:: Text excerpt ::
I was so 'cream crackered' when I finished writing this week’s missive on Monday, that having forwarded it to the Examiner, I didn't get around to posting it and it now feels somewhat outdated, after events on Wednesday night. Nevertheless, I've tagged it on below, just in case some of you have nothing better to do :-)

I've just about recovered from the Spurs game, as it was a bit of a stressful evening all round. I was in deepest, darkest Kent until around 3.30pm that afternoon, at the ballet's new stores in Marden ("home of the Kent Air Ambulance" - no reason to mention this, other than the fact that I've now driven past this sign so often that the two now seem synonymous) and I had to deliver a van load of cozzies to the Colisseum in Covent Garden, take the rental van back to Greenford and collect the car, to get back in time for KO. Crawling along the A40 at around 6pm, still on my way OUT to Greenford, I thought I was never going to make the match, as once it gets past the point where they close the roads around the stadium, the local traffic and I think I actually got young Jamal out of bed, merely to ask for his mobile number, to tell him that I would give him a call to come around and meet me at the ground if I couldn't sell Ro's ticket. How cruel was that! I ended up flogging it to an extremely grateful Scandinavian and was left feeling very guilty for even mentioning it to Jamal.
:::
:: Data ::
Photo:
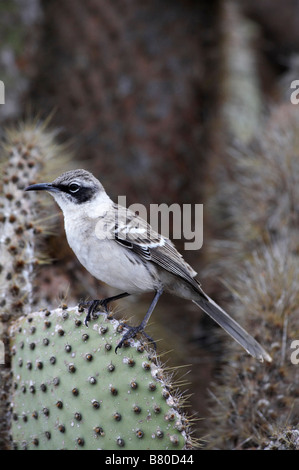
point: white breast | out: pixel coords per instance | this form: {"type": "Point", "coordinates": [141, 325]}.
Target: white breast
{"type": "Point", "coordinates": [106, 259]}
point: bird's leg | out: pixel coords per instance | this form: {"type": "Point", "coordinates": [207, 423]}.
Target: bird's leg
{"type": "Point", "coordinates": [133, 330]}
{"type": "Point", "coordinates": [94, 304]}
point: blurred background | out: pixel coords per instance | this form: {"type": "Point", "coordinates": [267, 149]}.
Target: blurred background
{"type": "Point", "coordinates": [149, 95]}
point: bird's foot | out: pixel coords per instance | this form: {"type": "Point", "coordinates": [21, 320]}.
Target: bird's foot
{"type": "Point", "coordinates": [93, 307]}
{"type": "Point", "coordinates": [131, 333]}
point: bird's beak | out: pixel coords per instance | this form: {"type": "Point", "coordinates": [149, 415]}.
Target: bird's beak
{"type": "Point", "coordinates": [42, 187]}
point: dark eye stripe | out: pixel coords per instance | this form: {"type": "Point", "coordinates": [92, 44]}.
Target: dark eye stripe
{"type": "Point", "coordinates": [84, 194]}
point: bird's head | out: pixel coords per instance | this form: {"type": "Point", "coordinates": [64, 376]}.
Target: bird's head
{"type": "Point", "coordinates": [71, 189]}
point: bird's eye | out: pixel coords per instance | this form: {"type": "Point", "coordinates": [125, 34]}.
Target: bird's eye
{"type": "Point", "coordinates": [74, 187]}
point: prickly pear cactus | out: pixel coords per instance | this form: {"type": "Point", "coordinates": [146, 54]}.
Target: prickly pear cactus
{"type": "Point", "coordinates": [72, 391]}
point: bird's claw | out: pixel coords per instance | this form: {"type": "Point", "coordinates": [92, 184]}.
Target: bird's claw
{"type": "Point", "coordinates": [131, 333]}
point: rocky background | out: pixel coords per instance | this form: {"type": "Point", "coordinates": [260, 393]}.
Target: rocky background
{"type": "Point", "coordinates": [182, 101]}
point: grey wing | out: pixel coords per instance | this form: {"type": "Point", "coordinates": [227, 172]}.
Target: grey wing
{"type": "Point", "coordinates": [134, 233]}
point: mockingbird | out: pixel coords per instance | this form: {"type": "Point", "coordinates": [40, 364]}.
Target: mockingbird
{"type": "Point", "coordinates": [119, 248]}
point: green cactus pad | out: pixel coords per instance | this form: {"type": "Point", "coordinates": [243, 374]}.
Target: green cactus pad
{"type": "Point", "coordinates": [71, 391]}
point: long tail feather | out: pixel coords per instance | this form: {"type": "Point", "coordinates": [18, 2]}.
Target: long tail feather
{"type": "Point", "coordinates": [232, 328]}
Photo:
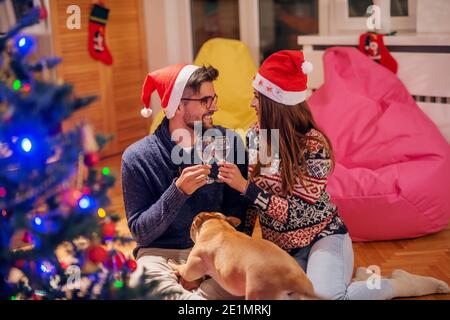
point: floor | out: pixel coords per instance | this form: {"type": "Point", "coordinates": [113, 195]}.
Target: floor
{"type": "Point", "coordinates": [429, 255]}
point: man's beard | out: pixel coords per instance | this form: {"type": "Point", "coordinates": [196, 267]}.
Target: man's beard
{"type": "Point", "coordinates": [206, 120]}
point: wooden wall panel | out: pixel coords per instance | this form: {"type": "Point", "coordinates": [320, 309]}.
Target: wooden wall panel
{"type": "Point", "coordinates": [118, 87]}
:::
● **Prompt 1**
In the Spurs game post, where did the writer deliver the van load of cozzies?
● **Prompt 2**
Carry on the Spurs game post from where it stops.

● **Written answer 1**
To the Colisseum in Covent Garden.

● **Written answer 2**
Coincidentally it was another Scandinavian who benefited on Wednesday. I would've missed most of the first half, if it wasn't for the delayed KO. But as it turned out, I was trotting around to the ground, as fast as my nicotine-addled lungs could carry me, just as the players were coming out. The last time I was tardy for a match, I missed Eduardo’s early goal on New Year’s day and I don’t know whether the sound bounces off the concrete and brickwork of the rapidly rising construction of residential apartments that now stands in place of the old North Bank, but I was more than a little amazed that, for a goal scored against derby rivals, keeping us on the top of the Premiership pile, the only celebratory noises I heard were those coming out of the Gunners pub.

In the past I’ve always been annoyed when Ro hasn’t been able to make it to a game last minute, mainly because I get so embarrassed trying to sell her ticket, as I can’t bear the thought of being taken for a tout, wandering around to the game spouting that oh so suspicious “anyone need a spare” dirge. Perhaps I’ve a dodgy demeanour but it feels as if I might as well be peddling the plague, for the look of contempt I seem to catch from the majority of folk.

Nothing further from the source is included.